__Stated problem__: Gather every line in the records below that contains the word "bare" and copy each such line in full.

======== Given information ========

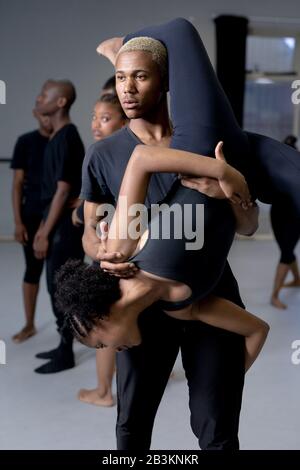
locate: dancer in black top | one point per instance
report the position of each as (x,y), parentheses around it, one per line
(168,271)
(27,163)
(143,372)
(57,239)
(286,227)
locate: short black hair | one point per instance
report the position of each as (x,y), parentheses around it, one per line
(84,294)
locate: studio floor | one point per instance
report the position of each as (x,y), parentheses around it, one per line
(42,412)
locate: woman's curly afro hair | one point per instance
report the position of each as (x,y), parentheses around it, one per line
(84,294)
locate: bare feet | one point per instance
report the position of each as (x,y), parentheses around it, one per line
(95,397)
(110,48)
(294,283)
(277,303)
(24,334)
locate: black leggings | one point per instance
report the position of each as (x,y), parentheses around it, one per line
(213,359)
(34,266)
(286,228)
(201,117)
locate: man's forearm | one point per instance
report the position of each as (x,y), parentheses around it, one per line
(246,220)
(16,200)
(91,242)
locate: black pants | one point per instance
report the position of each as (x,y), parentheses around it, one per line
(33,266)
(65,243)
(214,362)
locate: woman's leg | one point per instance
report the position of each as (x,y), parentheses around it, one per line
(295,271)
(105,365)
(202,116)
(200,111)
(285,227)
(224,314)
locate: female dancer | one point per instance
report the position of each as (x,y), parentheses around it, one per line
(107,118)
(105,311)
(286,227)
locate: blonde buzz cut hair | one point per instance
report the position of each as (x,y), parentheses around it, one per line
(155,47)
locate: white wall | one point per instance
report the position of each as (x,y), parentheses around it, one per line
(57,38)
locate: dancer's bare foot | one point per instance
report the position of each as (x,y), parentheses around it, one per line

========
======== Given information ========

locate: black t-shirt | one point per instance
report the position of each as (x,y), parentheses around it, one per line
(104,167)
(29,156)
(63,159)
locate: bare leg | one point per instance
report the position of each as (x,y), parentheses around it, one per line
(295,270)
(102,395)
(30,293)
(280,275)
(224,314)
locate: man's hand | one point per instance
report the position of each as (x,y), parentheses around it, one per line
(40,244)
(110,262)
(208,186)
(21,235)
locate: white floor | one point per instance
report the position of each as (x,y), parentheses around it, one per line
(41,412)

========

__Response to this task__:
locate: bare feet | one point per instance
locate: dancer's bare foot | one point per instance
locate: bare leg | one point per instance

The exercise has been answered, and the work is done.